PASSAGE PROVIDED:
»»
Apple’s policy to obey Chinese government orders to remove certain apps from its App Store in China is facing a shareholder vote
Apple is facing a shareholder vote on Wednesday over its policy of obeying demands from Chinese government officials to remove certain apps from its App Store in China.
The shareholder proposal is critical of Apple’s app removal policy, Reuters reported, and it calls on the iPhone maker to state whether it has “publicly committed to respect freedom of expression as a human right.”
In August 2018 media reports suggested that Apple had removed illegal lottery apps from its App Store in China after criticism from state media outlets. It was also reported that had pulled around 25,000 apps from its Chinese store, in an effort to co-operate with Chinese regulators.
That was not the first time that happened.
ExpressVPN responded by accusing Apple of ‘siding with censorship’.
And now according to Reuters, Apple management is facing a shareholder vote on the China policy.
The proposal is one of six that will face a vote at the company’s annual shareholder meeting at Apple’s headquarters in Cupertino, California.
Apple is said to oppose the shareholder vote, saying it already provides extensive information about when it takes down apps at the request of governments around the world and that it follows the laws in countries where it operates.
««
WHAT TO DO:
Continue the news report on the shareholder vote over Apple's removal of apps in China from where it stops.

RECORD SET:
»»
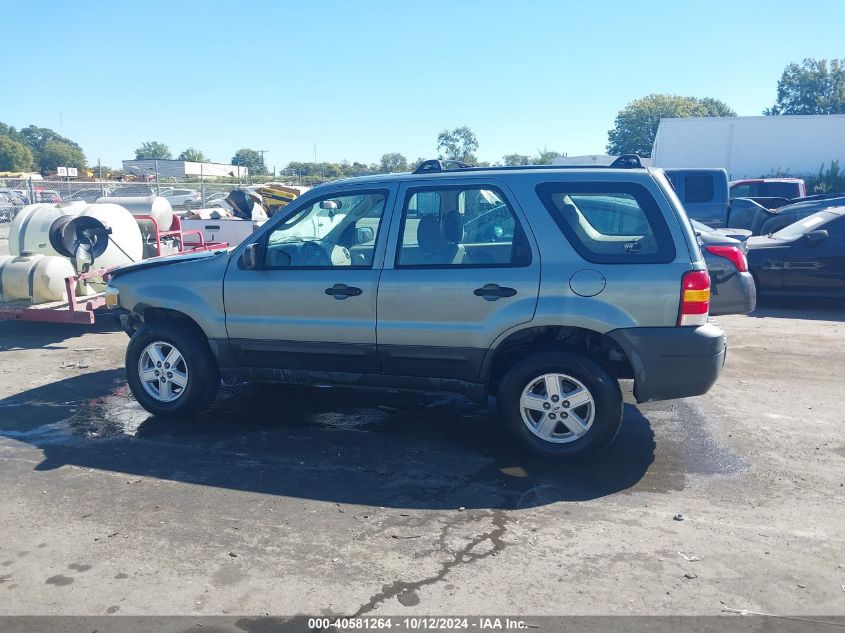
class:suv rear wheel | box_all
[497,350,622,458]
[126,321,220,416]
««
»»
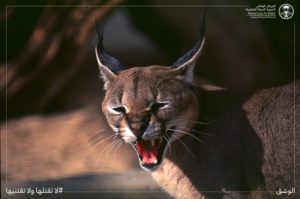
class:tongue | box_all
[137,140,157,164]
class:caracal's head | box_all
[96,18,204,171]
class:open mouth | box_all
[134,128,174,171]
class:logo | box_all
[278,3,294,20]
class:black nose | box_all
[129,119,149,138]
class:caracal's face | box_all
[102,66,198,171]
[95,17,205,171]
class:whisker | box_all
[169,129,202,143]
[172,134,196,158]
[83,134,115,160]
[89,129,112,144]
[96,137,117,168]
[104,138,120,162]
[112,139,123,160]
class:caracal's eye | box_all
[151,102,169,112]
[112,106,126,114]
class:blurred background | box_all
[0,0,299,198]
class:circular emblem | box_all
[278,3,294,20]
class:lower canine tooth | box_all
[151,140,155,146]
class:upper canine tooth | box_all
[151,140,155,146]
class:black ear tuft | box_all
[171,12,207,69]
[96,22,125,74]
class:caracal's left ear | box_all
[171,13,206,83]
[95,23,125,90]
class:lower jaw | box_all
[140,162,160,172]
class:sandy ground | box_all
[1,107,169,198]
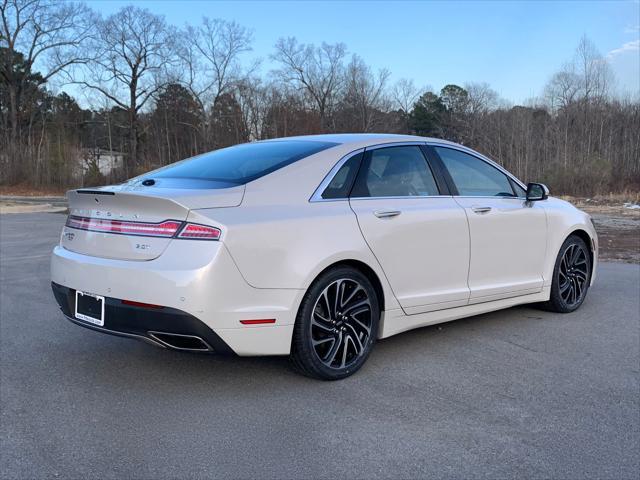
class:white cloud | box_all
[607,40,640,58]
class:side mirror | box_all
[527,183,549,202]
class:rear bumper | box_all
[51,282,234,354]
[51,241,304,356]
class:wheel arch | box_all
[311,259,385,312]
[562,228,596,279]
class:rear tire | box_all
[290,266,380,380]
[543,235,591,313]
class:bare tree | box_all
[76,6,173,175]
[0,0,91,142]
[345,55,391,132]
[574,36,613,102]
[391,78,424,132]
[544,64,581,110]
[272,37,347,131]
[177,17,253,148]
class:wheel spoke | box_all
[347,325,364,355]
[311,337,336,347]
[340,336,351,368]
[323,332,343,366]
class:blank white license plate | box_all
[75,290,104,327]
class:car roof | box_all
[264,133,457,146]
««
»»
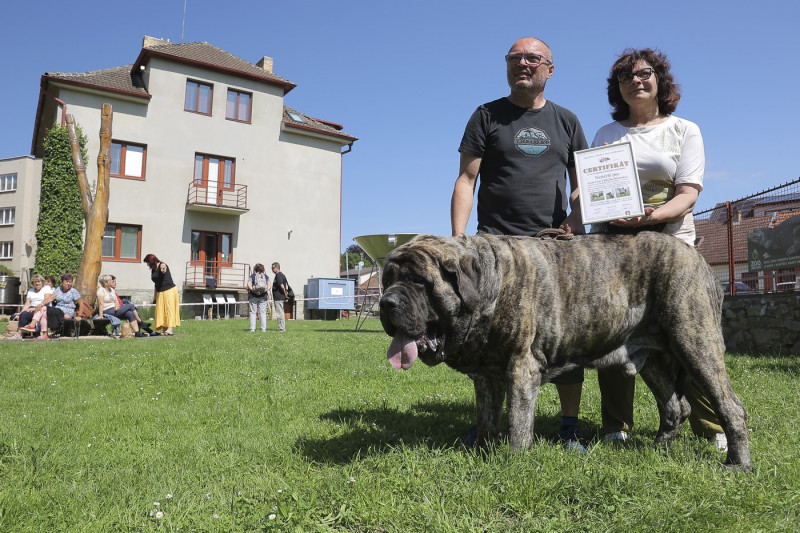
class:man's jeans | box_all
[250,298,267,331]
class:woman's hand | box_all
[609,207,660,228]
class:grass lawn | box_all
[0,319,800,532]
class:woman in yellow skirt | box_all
««
EXERCISE OUTPUT:
“[W]hile we may disagree with certain decisions at times, we do not believe it would be in the best interests of our users to simply abandon markets, which would leave consumers with fewer choices and fewer privacy protections,” Apple said in its opposition.
Apple walks a cautious line in China, as that market is a hugely important growth region for the American company.
In 2015 China introduced strict laws that said that content must be stored on servers in China. It also banned Web addresses not approved by Chinese authorities.
It should be noted that Apple stores Chinese user data in China itself. In August 2014 it partnered up with China Telecom Corp to use its data centres in order to provide a ‘faster service’ for its iCloud users in the country.
Earlier this month Apple revealed that it had closed all 42 stores in China, amid that country’s battle with the deadly coronavirus outbreak.